**What the exercise asks:**
Copy the records word for word, starting with the line that contains "the yellow leather" and going on through the line that contains "x=424 y=134", both included. Leave out the pictures.

**Records supplied:**
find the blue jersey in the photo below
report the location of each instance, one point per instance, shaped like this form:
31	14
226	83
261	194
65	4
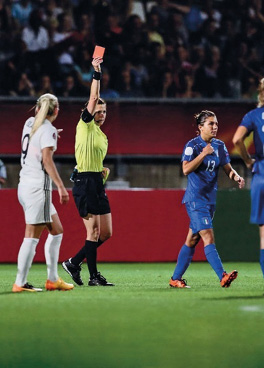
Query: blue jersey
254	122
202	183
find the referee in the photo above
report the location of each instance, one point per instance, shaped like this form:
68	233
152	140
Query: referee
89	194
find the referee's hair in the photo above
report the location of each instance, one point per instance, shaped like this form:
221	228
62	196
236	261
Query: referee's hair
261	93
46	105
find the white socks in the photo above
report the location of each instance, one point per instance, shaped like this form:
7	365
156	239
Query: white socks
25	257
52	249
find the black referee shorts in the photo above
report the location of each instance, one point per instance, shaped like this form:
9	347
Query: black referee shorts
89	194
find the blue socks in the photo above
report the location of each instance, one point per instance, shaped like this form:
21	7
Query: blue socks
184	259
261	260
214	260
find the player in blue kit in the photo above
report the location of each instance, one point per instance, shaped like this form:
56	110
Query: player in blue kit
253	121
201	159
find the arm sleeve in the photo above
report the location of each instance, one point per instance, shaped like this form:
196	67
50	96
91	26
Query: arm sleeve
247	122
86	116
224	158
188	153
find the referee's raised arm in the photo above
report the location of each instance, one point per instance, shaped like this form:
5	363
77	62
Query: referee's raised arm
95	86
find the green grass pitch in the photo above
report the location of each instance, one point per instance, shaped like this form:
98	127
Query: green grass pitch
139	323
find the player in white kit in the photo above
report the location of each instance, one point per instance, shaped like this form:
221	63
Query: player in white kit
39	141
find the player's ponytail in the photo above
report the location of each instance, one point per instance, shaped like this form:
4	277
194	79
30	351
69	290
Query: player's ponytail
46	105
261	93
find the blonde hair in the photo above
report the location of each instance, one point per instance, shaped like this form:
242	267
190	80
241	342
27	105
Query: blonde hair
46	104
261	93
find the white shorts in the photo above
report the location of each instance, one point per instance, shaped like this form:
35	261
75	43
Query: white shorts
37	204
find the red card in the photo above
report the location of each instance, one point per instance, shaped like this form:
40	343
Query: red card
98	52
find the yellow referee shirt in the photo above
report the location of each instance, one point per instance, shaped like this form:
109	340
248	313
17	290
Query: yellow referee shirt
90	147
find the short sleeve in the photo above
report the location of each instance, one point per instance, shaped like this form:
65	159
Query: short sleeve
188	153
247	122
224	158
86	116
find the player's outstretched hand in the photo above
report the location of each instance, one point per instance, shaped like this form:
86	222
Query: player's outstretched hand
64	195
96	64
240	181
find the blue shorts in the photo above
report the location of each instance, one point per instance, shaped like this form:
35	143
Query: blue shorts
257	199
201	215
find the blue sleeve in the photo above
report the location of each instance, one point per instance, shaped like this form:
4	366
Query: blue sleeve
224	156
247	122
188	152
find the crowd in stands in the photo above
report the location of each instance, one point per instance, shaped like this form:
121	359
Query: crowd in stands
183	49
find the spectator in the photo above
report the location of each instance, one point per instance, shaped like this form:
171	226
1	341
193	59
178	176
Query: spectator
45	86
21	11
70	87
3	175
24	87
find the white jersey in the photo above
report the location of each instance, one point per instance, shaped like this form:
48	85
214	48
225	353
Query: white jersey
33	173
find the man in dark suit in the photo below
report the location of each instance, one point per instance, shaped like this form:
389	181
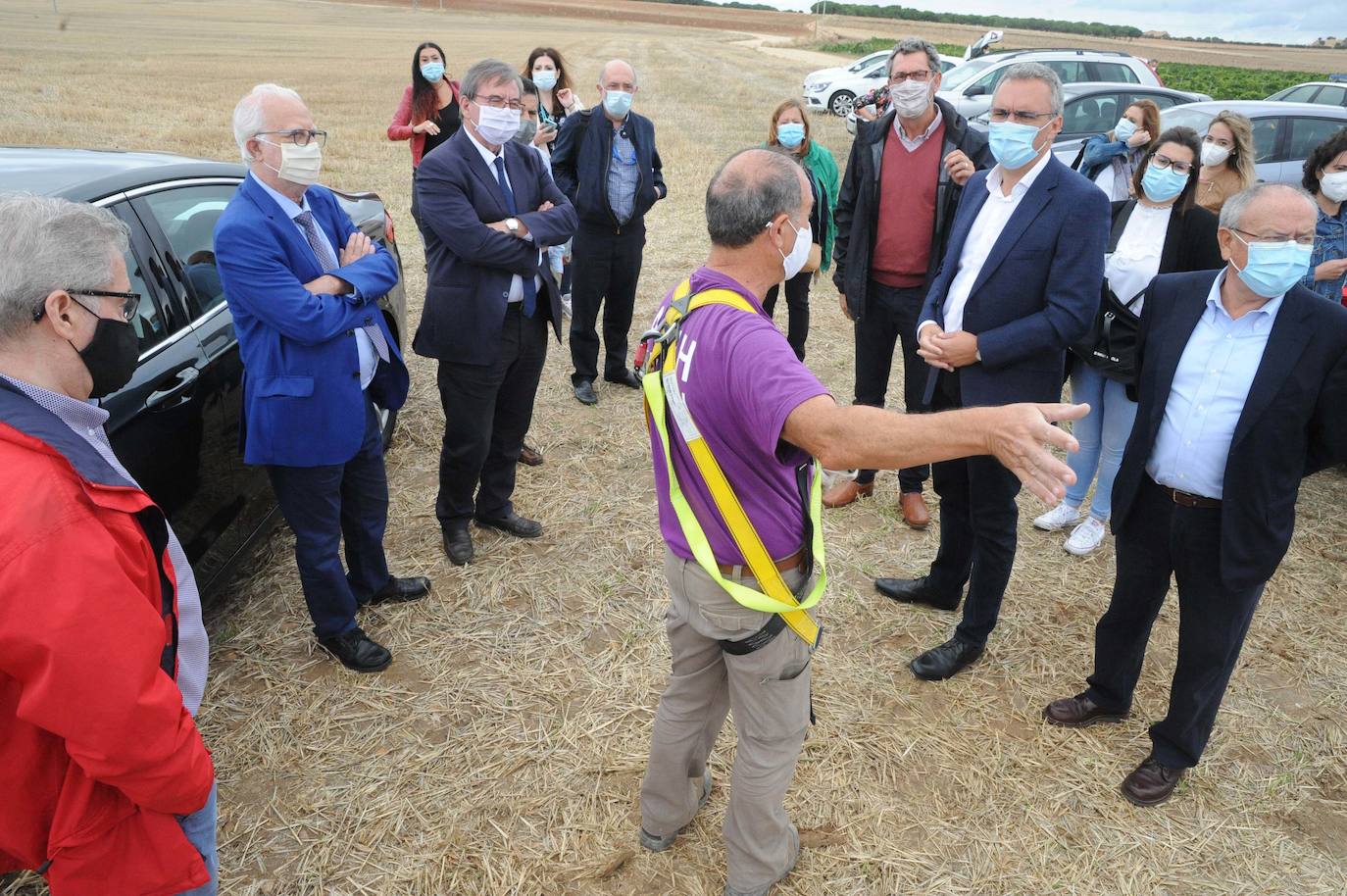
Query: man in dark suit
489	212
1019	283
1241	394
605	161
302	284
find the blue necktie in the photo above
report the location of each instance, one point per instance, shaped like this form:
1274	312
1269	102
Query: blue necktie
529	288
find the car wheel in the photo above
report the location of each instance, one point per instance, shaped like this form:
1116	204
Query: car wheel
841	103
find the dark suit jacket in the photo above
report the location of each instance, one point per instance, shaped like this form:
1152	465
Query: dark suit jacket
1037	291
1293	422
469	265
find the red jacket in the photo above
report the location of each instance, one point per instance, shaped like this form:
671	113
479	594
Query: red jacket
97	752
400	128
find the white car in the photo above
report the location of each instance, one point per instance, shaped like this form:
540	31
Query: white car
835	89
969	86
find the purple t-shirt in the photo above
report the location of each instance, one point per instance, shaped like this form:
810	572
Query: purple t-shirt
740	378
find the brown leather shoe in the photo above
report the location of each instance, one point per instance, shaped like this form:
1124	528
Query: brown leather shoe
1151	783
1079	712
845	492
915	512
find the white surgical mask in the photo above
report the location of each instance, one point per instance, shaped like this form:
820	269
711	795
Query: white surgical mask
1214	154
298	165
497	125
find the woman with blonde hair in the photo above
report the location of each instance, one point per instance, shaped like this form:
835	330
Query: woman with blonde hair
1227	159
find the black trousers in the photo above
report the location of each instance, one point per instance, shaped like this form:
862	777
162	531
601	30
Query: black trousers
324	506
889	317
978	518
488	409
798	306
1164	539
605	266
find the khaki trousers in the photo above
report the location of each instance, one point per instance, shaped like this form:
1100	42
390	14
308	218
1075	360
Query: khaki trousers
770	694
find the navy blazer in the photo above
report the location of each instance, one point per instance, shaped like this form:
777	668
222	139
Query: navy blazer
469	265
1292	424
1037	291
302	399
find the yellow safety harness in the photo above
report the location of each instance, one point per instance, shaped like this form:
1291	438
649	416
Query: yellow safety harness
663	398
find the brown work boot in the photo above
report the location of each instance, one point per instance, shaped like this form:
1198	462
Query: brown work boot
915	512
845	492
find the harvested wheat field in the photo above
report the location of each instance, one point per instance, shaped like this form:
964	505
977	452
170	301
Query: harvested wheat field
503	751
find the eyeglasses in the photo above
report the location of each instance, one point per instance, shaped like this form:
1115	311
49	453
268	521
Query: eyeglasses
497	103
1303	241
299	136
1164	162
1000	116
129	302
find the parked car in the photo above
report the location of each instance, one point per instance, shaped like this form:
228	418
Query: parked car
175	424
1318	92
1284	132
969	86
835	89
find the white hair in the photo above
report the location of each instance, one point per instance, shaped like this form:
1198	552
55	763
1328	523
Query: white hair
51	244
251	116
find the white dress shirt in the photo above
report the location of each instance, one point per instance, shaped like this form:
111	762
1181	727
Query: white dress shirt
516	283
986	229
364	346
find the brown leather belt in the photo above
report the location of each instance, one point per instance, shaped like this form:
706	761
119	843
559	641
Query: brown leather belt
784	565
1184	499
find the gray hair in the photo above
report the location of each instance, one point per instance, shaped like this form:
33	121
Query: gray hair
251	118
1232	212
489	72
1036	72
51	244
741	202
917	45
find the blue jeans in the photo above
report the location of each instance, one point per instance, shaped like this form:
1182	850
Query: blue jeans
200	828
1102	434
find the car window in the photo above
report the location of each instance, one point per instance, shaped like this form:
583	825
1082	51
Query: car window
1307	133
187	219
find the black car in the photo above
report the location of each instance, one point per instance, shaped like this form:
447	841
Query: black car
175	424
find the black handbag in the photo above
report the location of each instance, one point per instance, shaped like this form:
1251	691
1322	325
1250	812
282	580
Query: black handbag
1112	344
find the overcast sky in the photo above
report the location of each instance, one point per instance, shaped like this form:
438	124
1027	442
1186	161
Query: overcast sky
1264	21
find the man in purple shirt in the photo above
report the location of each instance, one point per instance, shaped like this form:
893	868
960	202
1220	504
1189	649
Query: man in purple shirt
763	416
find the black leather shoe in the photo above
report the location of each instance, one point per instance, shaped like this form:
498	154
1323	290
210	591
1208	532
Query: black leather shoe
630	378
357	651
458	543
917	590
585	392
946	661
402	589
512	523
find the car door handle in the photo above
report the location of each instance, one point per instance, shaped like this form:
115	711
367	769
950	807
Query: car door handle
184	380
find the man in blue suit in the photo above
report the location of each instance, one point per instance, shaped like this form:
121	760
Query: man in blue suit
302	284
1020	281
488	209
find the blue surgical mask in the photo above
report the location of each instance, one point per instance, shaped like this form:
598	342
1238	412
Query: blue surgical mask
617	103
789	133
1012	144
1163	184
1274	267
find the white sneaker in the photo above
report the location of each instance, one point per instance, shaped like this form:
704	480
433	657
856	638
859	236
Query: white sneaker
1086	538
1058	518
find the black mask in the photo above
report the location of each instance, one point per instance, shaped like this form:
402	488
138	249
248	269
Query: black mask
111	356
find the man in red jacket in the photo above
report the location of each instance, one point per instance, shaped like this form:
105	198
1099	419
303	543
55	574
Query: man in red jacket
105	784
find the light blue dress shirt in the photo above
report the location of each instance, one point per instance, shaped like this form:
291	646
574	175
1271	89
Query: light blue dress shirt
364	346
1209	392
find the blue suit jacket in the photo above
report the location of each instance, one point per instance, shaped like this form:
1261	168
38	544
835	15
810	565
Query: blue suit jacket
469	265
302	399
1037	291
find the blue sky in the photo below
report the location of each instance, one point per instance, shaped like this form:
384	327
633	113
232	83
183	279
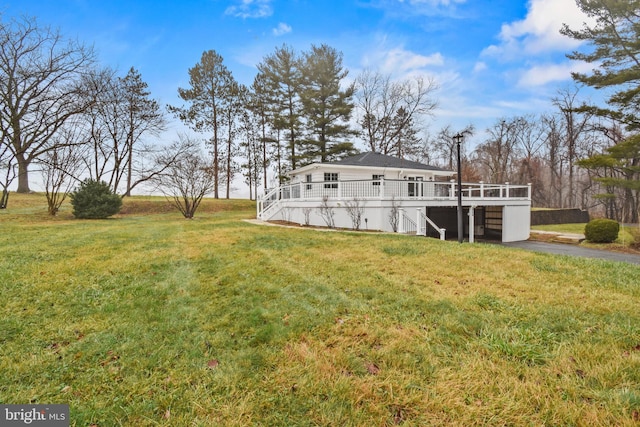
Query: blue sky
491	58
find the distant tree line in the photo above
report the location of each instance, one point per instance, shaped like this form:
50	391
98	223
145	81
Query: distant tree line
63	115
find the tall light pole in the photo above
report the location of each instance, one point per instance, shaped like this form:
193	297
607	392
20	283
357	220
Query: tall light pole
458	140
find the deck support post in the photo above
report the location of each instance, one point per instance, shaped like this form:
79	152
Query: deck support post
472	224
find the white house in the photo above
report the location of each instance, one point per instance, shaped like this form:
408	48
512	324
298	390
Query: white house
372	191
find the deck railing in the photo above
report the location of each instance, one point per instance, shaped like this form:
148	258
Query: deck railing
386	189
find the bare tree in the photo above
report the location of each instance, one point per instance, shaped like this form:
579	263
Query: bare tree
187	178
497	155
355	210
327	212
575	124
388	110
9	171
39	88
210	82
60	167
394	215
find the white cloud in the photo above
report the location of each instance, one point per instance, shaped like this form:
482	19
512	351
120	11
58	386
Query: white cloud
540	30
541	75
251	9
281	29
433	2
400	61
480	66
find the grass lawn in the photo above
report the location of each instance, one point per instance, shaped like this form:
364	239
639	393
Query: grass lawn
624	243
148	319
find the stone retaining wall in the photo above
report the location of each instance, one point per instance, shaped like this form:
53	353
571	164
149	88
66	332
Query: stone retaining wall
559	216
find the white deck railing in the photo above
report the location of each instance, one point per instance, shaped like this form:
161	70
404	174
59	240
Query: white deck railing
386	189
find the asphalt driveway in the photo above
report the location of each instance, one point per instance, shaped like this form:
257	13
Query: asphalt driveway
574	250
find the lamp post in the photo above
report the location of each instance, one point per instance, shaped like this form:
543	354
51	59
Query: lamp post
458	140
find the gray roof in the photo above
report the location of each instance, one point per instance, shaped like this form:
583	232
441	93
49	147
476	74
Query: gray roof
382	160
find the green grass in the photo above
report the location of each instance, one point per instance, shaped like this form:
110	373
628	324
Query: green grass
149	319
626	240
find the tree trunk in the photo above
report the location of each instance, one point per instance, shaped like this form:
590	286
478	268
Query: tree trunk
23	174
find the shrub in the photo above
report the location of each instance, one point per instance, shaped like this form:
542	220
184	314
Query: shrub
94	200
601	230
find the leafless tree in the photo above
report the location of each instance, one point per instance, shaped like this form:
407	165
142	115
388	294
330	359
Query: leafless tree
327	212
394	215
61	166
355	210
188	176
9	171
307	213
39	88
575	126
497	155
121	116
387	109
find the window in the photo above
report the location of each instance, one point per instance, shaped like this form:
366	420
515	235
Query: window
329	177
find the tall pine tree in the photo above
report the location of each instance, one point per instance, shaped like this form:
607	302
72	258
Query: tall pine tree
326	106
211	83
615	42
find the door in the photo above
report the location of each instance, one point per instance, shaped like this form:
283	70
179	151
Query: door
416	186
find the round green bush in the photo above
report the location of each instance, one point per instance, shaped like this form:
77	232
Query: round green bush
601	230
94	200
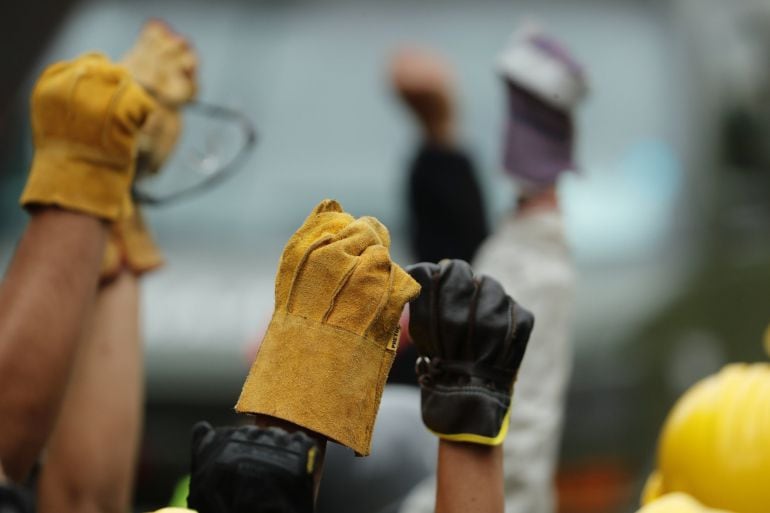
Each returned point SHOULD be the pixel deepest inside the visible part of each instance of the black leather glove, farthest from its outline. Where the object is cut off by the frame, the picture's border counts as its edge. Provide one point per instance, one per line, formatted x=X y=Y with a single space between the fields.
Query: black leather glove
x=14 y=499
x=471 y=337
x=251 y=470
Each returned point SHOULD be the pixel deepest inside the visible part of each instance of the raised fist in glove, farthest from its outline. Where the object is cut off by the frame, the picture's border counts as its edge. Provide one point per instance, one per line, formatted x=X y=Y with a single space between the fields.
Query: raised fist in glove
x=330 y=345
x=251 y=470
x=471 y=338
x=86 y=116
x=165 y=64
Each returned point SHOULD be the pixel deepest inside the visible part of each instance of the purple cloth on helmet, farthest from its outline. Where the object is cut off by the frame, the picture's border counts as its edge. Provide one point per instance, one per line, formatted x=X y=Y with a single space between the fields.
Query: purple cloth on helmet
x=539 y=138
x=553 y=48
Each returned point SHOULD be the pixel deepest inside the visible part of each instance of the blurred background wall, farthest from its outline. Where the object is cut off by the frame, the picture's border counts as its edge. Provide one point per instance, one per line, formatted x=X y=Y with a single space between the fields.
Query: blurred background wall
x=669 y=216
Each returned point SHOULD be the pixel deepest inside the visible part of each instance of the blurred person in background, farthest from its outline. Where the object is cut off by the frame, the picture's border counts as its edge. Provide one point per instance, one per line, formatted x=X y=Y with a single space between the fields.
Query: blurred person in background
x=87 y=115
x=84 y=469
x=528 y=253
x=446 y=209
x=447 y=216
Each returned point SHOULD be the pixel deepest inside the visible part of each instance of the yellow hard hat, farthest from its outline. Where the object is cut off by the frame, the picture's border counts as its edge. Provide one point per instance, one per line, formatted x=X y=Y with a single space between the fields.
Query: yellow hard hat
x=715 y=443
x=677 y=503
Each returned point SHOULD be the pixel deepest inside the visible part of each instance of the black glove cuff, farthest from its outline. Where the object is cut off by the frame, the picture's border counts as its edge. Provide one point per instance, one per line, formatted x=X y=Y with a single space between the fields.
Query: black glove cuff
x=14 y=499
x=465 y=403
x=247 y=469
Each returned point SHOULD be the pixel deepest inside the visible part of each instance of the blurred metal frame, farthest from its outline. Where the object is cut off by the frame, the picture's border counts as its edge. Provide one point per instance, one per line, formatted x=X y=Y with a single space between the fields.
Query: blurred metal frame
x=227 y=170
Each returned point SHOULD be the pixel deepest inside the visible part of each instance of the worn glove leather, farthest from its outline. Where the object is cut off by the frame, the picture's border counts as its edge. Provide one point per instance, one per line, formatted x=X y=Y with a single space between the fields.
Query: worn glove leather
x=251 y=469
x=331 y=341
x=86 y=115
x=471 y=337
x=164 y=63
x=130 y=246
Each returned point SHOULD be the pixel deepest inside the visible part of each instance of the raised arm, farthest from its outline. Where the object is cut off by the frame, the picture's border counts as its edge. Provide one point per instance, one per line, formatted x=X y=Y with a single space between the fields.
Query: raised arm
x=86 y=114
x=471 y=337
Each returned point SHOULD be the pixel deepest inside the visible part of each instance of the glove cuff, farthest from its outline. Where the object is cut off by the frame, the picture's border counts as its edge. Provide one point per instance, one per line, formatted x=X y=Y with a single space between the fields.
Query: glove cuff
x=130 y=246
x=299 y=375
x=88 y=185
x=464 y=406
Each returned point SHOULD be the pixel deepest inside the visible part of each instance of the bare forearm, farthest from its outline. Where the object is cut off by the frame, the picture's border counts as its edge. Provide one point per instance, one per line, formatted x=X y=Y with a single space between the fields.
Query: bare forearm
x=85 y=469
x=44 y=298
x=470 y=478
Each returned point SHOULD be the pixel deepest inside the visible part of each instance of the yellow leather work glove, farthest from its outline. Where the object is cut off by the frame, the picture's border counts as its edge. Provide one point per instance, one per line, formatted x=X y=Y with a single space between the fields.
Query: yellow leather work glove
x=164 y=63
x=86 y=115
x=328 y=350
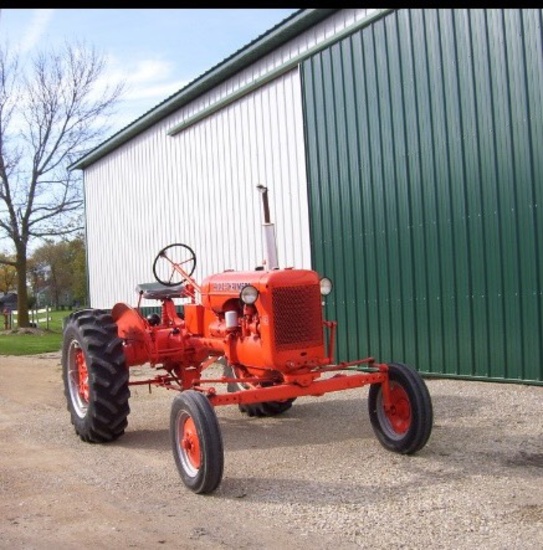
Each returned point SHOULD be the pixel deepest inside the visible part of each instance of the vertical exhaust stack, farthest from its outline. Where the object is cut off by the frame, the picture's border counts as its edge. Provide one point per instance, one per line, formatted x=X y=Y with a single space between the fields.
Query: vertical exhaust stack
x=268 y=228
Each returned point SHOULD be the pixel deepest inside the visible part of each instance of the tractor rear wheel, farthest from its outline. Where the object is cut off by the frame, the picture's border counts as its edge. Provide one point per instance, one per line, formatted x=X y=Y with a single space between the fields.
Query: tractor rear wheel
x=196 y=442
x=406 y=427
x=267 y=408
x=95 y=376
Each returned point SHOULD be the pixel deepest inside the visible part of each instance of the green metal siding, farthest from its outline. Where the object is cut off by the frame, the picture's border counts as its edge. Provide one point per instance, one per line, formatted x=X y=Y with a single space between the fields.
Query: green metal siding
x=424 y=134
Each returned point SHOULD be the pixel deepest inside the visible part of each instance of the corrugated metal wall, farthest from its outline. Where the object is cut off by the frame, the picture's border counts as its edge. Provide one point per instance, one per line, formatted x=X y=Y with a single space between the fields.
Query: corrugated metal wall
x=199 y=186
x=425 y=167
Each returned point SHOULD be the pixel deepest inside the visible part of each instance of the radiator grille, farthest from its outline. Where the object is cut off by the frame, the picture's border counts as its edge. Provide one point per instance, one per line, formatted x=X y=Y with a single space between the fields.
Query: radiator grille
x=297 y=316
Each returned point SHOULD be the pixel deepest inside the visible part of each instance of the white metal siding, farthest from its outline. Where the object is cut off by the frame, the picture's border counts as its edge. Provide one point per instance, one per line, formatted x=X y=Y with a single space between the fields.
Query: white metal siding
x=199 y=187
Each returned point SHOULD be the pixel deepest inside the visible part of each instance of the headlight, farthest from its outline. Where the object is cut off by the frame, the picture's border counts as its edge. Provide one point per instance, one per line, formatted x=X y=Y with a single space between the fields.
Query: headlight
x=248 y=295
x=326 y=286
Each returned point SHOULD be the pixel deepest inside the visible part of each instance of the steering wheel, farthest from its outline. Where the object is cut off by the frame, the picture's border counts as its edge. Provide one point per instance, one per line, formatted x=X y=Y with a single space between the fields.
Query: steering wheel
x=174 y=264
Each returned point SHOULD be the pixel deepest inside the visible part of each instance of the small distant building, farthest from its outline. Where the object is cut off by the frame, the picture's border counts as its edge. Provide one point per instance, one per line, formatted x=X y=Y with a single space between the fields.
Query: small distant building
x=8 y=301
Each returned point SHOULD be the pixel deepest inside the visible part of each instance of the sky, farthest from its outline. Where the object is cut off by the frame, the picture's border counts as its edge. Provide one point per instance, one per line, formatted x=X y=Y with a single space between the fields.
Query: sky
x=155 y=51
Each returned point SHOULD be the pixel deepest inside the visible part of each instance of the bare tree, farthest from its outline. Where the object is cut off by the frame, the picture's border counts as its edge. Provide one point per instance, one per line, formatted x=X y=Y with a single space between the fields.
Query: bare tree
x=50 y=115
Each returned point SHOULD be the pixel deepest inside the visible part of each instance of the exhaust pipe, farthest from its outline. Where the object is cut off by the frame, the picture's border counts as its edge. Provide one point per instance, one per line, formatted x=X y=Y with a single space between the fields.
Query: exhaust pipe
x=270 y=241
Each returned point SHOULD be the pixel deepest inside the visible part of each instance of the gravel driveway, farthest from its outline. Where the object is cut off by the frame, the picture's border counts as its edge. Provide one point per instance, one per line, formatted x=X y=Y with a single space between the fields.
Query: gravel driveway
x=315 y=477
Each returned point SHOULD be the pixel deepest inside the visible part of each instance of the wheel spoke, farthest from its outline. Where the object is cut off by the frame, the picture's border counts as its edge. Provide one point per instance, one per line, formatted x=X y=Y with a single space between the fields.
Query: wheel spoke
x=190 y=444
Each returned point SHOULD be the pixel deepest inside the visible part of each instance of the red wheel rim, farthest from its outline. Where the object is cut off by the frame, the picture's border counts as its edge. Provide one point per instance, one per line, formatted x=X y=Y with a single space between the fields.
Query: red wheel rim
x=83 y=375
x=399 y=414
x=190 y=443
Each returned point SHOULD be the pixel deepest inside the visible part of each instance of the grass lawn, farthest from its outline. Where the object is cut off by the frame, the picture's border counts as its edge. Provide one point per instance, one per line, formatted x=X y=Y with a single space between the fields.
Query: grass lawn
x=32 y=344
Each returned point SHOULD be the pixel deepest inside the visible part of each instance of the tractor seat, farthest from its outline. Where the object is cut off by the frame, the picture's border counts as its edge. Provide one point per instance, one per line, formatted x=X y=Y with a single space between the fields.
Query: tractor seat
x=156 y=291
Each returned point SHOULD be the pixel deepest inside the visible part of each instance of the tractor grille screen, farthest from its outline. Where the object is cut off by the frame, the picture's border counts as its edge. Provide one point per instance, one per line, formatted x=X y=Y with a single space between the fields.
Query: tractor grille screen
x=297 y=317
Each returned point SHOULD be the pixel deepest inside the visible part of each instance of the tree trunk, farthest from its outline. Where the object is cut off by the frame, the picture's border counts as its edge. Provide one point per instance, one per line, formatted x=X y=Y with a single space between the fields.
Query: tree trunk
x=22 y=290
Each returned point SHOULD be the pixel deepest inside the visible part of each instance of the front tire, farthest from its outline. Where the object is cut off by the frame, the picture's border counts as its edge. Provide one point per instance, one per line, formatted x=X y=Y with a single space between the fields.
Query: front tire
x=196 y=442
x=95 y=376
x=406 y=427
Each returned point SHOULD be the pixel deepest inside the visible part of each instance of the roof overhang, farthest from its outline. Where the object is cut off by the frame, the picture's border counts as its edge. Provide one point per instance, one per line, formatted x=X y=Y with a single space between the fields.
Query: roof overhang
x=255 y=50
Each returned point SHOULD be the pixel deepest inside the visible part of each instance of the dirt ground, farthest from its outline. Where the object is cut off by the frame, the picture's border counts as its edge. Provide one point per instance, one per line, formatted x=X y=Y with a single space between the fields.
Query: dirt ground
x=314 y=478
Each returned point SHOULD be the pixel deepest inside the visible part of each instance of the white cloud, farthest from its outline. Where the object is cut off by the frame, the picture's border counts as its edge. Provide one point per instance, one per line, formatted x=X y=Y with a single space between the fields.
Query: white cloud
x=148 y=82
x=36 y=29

**The response:**
Each returned point SHOULD be the pixel deepest inside the visible part of each instance of the yellow leather work glove, farthest from its outline. Where the object is cut off by the frame, the picture's border counts as its edge. Provide one point per instance, one per line, formatted x=X y=Y with a single space between the fields.
Query: yellow leather work glove
x=164 y=63
x=86 y=115
x=328 y=350
Each returned point SHOULD be the pixel deepest inside the visible part of each instance of the vertical exhaust stack, farthest from its outline. Where the object is cut off by the frame, the picture's border counts as its edge. Provide one point per instance, one per line, formatted x=X y=Y with a single space between the fields.
Query: vertical exhaust stack
x=268 y=228
Each returned point SHOULD be the pixel deepest inside the visible part of each instance of the tractor rear wheel, farthest from its outline. Where the object is cut off by the frame, the picture's border counts as its edge. Provide one point per instance, one per line, formatted x=X y=Y with a single space between the fields.
Query: tractor rear wheel
x=196 y=442
x=406 y=427
x=267 y=408
x=95 y=376
Each returned point SHOULD be the pixel deepest inside the visible part of each instance of the green metal siding, farthest from its outline. Where the object is cut off by the frame, the picture's border counts as its edge. Provide one point per instance, one per line, formatted x=X y=Y with a single space between the fields.
Query: green metal siding
x=424 y=134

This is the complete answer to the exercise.